Water from Fort Worth’s Rolling Hills and Westside water treatment plants is safe to drink despite changes in taste and odor, according to city officials.

Both Fort Worth and Arlington water utility departments report the changes, with the entire city of Arlington impacted but only Rolling Hills and Westside water treatment plants affected in Fort Worth.

Both water departments assure their customers the water is safe for drinking, cooking, bathing and all other purposes, though it has what Fort Worth officials call an “earthy smell and taste.”

Last week, Tarrant Regional Water District changed from the water supply for the treatment plants to Lake Benbrook due to maintenance on the pipeline from Richland-Chambers Reservoir. The district also shut down the line from Cedar Creek Lake late last week due to a break on the line.

(Referring expression data)
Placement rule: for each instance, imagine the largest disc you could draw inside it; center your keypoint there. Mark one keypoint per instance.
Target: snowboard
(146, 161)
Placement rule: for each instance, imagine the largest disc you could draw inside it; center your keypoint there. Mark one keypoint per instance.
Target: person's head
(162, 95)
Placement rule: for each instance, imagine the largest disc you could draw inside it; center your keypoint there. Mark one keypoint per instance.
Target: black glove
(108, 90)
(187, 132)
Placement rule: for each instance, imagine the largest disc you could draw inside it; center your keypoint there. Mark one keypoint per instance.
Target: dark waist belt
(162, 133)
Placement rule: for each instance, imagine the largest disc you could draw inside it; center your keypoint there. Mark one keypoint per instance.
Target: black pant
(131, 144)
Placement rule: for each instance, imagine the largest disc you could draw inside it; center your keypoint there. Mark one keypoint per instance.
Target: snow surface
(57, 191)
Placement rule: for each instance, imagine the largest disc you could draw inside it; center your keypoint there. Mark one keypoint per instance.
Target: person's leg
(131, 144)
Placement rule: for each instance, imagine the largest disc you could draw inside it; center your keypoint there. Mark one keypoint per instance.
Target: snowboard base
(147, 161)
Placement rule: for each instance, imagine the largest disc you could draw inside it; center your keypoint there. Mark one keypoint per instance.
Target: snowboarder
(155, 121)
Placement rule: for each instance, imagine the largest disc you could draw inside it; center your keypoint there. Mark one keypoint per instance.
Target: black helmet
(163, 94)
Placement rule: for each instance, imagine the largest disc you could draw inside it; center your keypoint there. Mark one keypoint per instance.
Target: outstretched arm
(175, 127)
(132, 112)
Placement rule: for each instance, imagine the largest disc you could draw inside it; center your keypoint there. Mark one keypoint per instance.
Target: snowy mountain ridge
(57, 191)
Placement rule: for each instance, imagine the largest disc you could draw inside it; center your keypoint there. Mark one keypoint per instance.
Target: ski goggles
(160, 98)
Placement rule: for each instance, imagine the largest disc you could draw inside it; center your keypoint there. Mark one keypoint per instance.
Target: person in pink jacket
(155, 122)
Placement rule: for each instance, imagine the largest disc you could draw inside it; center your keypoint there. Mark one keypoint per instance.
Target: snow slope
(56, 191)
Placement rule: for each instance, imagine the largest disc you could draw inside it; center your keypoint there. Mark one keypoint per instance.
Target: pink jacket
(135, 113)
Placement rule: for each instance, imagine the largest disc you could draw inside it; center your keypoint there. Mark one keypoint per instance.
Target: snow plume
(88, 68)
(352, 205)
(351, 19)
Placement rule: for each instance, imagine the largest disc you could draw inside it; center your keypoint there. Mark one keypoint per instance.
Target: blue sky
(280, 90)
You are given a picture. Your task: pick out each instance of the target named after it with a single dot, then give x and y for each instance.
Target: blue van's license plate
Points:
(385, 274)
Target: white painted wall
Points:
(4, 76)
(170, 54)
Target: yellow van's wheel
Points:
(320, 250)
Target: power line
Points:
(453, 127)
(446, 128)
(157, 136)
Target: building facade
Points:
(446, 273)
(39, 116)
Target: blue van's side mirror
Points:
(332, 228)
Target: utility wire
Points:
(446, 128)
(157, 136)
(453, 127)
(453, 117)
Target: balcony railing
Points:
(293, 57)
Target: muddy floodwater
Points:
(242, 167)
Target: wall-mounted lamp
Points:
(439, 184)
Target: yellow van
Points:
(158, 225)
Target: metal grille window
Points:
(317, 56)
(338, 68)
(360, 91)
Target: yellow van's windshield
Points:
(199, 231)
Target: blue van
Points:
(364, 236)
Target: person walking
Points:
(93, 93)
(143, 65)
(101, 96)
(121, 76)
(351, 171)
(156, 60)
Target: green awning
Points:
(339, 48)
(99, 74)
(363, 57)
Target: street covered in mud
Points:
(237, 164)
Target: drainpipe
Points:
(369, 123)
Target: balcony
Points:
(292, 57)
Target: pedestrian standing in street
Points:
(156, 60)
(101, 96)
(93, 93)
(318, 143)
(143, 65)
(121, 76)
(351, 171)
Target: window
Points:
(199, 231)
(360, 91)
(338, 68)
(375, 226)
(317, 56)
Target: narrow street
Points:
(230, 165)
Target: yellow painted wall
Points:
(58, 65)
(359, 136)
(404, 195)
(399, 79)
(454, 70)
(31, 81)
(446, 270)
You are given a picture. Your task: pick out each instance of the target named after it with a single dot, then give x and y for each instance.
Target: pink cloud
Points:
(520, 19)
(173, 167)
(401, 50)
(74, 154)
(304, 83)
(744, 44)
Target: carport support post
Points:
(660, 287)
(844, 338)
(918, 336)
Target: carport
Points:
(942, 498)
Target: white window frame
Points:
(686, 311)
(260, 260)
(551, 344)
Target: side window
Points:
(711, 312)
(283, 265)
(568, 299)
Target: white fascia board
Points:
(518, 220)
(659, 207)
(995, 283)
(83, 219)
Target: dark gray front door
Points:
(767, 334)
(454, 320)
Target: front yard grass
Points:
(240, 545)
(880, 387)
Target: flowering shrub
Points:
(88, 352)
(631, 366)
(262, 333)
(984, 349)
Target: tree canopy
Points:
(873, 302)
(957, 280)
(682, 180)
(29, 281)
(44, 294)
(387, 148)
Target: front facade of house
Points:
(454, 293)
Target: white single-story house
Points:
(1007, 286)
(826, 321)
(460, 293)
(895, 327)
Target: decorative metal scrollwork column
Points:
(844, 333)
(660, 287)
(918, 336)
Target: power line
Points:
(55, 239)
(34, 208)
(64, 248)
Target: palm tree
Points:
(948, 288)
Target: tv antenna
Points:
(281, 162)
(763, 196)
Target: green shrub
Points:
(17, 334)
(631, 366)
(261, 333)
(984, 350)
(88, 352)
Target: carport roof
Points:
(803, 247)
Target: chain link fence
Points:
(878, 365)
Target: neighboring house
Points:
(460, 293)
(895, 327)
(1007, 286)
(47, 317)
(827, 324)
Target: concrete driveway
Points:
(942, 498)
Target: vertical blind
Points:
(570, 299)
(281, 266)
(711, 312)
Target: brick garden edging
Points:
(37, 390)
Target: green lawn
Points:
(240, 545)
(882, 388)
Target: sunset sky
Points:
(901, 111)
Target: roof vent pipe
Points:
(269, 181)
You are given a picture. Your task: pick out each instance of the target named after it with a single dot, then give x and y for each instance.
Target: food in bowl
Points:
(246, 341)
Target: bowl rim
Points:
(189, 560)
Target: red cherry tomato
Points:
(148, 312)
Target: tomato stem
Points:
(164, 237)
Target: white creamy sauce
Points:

- STUDY QUESTIONS:
1. Which lakes and reservoirs are named in the Fort Worth water report?
2. Continue the Fort Worth water report from its final sentence.

- RESPONSES BY TASK:
1. Lake Benbrook, Richland-Chambers Reservoir, Cedar Creek Lake

2.
Water quality data from the district indicated that levels of geosmin have been steadily rising in recent months, according to a Fort Worth news release. Fort Worth water officials describe that as a normal occurrence for this time of year. Geosmin is a naturally occurring compound produced by bacteria in soil and algae found in surface water. Cold temperatures kill off algae in surface water, and the dead algae release the geosmin.

Hoping to resolve the issue, both Fort Worth and Arlington have increased the dosage of ozone at their treatment plants. Ozone is used to disinfect the drinking water, and it can help with resolving taste and odor issues, but not in all cases.

Customers may improve the taste of their drinking water by:

· refrigerating the water in an open container; or

· adding a slice of lemon or lime.

Wholesale customers that regularly purchase water from Fort Worth include Bethesda Water Supply Corp., Burleson, Crowley, Dallas/Fort Worth International Airport, Dalworthington Gardens, Edgecliff Village, Everman, Forest Hill, Grand Prairie, Haltom City, Haslet, Hurst, Keller, Kennedale, Lake Worth, Northlake, North Richland Hills, Richland Hills, Roanoke, Saginaw, Southlake, Trophy Club Municipal Utility District, Westlake, Westover Hills, Westworth Village and White Settlement.